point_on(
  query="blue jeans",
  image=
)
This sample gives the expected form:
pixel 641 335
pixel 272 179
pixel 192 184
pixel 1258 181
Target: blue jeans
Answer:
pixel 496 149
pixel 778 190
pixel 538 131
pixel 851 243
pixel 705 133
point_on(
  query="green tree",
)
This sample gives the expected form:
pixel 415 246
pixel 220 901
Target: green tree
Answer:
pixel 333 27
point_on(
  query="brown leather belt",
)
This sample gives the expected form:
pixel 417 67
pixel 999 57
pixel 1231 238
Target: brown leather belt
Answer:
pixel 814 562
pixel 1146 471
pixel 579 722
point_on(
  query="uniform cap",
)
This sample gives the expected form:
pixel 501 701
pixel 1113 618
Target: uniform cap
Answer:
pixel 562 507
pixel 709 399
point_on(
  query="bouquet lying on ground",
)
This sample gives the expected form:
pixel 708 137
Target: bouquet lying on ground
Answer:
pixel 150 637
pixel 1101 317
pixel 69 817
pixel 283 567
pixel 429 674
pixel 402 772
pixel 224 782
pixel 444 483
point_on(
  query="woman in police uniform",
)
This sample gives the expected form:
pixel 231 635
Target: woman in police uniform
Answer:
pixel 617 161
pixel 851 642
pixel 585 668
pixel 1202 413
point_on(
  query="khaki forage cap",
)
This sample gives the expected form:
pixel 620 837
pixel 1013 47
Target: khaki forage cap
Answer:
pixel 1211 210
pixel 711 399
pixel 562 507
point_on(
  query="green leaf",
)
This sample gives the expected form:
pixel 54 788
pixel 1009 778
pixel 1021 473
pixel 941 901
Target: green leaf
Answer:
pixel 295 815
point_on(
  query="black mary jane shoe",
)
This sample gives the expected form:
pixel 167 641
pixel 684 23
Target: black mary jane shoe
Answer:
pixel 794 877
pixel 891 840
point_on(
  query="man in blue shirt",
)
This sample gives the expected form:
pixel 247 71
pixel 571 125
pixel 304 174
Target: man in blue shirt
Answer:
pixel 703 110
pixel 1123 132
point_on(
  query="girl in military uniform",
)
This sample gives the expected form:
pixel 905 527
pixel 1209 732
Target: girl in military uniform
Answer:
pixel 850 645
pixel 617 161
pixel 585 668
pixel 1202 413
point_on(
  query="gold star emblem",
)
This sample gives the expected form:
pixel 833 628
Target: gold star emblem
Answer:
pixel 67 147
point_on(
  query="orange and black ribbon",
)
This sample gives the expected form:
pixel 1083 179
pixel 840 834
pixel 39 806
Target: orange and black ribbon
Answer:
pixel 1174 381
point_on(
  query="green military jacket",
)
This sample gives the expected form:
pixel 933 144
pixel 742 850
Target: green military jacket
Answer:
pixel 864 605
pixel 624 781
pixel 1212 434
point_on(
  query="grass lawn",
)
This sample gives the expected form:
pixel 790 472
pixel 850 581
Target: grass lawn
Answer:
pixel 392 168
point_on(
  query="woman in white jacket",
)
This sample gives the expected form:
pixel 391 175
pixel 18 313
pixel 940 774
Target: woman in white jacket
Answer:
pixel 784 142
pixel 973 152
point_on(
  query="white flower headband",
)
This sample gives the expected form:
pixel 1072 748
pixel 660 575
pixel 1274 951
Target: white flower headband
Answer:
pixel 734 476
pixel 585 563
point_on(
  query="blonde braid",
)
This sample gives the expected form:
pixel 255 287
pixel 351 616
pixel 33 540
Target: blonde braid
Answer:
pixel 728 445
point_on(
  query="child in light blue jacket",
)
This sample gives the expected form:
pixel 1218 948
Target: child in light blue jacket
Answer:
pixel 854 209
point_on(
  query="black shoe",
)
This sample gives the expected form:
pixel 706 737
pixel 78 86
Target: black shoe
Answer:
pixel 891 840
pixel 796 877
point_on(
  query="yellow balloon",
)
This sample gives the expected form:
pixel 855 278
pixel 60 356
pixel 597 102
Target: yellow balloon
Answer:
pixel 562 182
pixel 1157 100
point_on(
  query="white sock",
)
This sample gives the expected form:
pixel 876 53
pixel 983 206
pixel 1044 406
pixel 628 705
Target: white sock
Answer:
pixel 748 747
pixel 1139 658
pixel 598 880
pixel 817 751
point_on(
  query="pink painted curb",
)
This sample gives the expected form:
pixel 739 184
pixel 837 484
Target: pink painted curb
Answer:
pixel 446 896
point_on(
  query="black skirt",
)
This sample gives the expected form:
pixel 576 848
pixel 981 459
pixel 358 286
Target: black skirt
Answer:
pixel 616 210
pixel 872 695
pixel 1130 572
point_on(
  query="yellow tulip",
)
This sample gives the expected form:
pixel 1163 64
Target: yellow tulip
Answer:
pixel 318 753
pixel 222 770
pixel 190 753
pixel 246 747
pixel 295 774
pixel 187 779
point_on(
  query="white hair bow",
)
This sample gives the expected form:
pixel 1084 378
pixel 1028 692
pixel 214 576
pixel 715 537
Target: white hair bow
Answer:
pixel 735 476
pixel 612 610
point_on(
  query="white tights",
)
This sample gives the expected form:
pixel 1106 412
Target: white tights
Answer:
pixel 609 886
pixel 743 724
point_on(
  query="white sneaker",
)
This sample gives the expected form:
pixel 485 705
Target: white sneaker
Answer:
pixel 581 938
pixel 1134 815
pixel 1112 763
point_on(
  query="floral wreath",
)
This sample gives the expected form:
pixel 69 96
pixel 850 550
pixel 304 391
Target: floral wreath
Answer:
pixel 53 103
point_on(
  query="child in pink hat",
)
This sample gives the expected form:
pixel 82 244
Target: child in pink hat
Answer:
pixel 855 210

================================

▸ Work to be completed: From top to bottom, reproduce the material exactly.

▸ Task output:
point_on(
  query="blue jeans",
  image=
)
This sample gives the expected form:
pixel 641 335
pixel 272 179
pixel 192 184
pixel 1258 181
Target: blue jeans
Answer:
pixel 496 149
pixel 778 190
pixel 538 131
pixel 851 243
pixel 705 133
point_on(
  query="green tree",
)
This sample gives the expected form:
pixel 415 246
pixel 220 901
Target: green tree
Answer:
pixel 333 27
point_on(
  query="brown leather belt",
)
This sample gives the expected form:
pixel 417 67
pixel 999 57
pixel 1231 238
Target: brown leather belt
Answer:
pixel 814 562
pixel 1146 471
pixel 579 722
point_on(
  query="uniform cap",
)
This sample gives the expected form:
pixel 501 701
pixel 1113 618
Target: uniform cap
Answer:
pixel 562 507
pixel 709 399
point_on(
  query="bouquet lying on ground",
)
This sample gives the expected form:
pixel 708 137
Target: bouquet lying on ground
Answer:
pixel 150 637
pixel 1101 317
pixel 69 817
pixel 283 567
pixel 429 674
pixel 402 772
pixel 224 782
pixel 444 483
point_on(
  query="woman in police uniform",
)
This sample gives the expected form:
pixel 231 635
Target: woman in police uniform
Answer:
pixel 617 161
pixel 851 642
pixel 585 668
pixel 1202 413
point_on(
  query="khaki forage cap",
)
This sample gives the expected form:
pixel 620 837
pixel 1013 47
Target: khaki forage cap
Answer:
pixel 1211 210
pixel 711 399
pixel 562 507
point_on(
  query="green leaf",
)
This sample gives the expected form:
pixel 54 788
pixel 1009 778
pixel 1021 473
pixel 941 901
Target: green leaf
Answer:
pixel 295 815
point_on(
  query="black mary jane shoe",
)
This sample gives the expected form:
pixel 167 641
pixel 684 23
Target: black mary jane shoe
Answer:
pixel 794 877
pixel 891 840
point_on(
  query="man in blue shirt",
)
This sample gives the expected form:
pixel 247 71
pixel 571 125
pixel 304 174
Target: man in blue shirt
Answer:
pixel 703 110
pixel 1123 132
point_on(
  query="girl in military uniform",
)
This sample gives the expected form:
pixel 905 527
pixel 1209 732
Target: girl in military uniform
Answer:
pixel 850 645
pixel 617 161
pixel 585 668
pixel 1202 413
point_on(
  query="gold star emblem",
)
This sample gives the expected form:
pixel 833 628
Target: gold star emblem
Answer:
pixel 67 147
point_on(
  query="orange and black ribbon",
)
This sample gives the expected form:
pixel 1083 179
pixel 840 834
pixel 39 806
Target: orange and black ribbon
Answer:
pixel 1174 381
point_on(
  query="green military jacket",
)
This sample gives the expected form:
pixel 933 144
pixel 742 850
Target: green military jacket
Answer:
pixel 864 605
pixel 624 781
pixel 1212 434
point_on(
  query="grass lawn",
)
This sample gives the expected form:
pixel 790 472
pixel 850 581
Target: grass lawn
Answer:
pixel 392 168
point_on(
  query="woman in white jacket",
)
This sample gives the expected form:
pixel 391 175
pixel 18 313
pixel 940 774
Target: woman in white jacket
Answer:
pixel 784 142
pixel 973 152
point_on(
  query="white flower headband",
)
This sample gives the expected form:
pixel 1072 748
pixel 660 575
pixel 1274 951
Target: white flower headband
Answer:
pixel 734 476
pixel 585 563
point_on(
  query="blonde braid",
)
This sample gives the expected form:
pixel 255 287
pixel 351 616
pixel 33 540
Target: blonde braid
Answer:
pixel 728 445
point_on(
  query="child in light blue jacket",
)
This sample gives the expected form:
pixel 1218 948
Target: child in light blue jacket
Answer:
pixel 854 209
point_on(
  query="black shoe",
)
This sample gives the expected form:
pixel 706 737
pixel 78 86
Target: black shoe
Answer:
pixel 891 840
pixel 796 877
point_on(
  query="yellow balloon",
)
This sample gives the expected form:
pixel 855 278
pixel 60 356
pixel 597 102
Target: yellow balloon
Answer:
pixel 562 182
pixel 1157 100
point_on(
  query="white sock",
)
This sample gives the expected form:
pixel 876 53
pixel 983 206
pixel 1044 406
pixel 628 705
Target: white sock
Answer:
pixel 748 747
pixel 1139 658
pixel 598 880
pixel 817 751
point_on(
  query="pink painted curb",
)
This sample gives the expected form:
pixel 739 184
pixel 837 484
Target: pink painted curb
Answer:
pixel 446 896
point_on(
  query="black skirt",
)
This sample gives the expected form:
pixel 576 848
pixel 981 459
pixel 358 286
Target: black skirt
Answer:
pixel 616 210
pixel 872 695
pixel 1130 572
point_on(
  query="yellow tulip",
)
This sample gives the expected form:
pixel 1163 64
Target: yellow tulip
Answer:
pixel 318 753
pixel 222 770
pixel 190 753
pixel 246 747
pixel 295 774
pixel 187 779
point_on(
  query="white hair bow",
)
This sample gives the expected form:
pixel 1084 378
pixel 1028 692
pixel 214 576
pixel 715 537
Target: white hair bow
Answer:
pixel 735 476
pixel 612 610
point_on(
  query="white tights",
)
This sample gives the expected form:
pixel 1106 412
Target: white tights
Answer:
pixel 609 886
pixel 743 724
point_on(
  query="white sneaker",
)
This sample gives the expected form:
pixel 485 705
Target: white sneaker
Answer:
pixel 581 938
pixel 1134 815
pixel 1112 763
point_on(
  query="floral wreath",
)
This sample gives the expected form:
pixel 69 96
pixel 850 550
pixel 304 391
Target: floral wreath
Answer:
pixel 53 103
point_on(
  query="child in pink hat",
)
This sample gives the expected form:
pixel 82 244
Target: child in pink hat
Answer:
pixel 855 210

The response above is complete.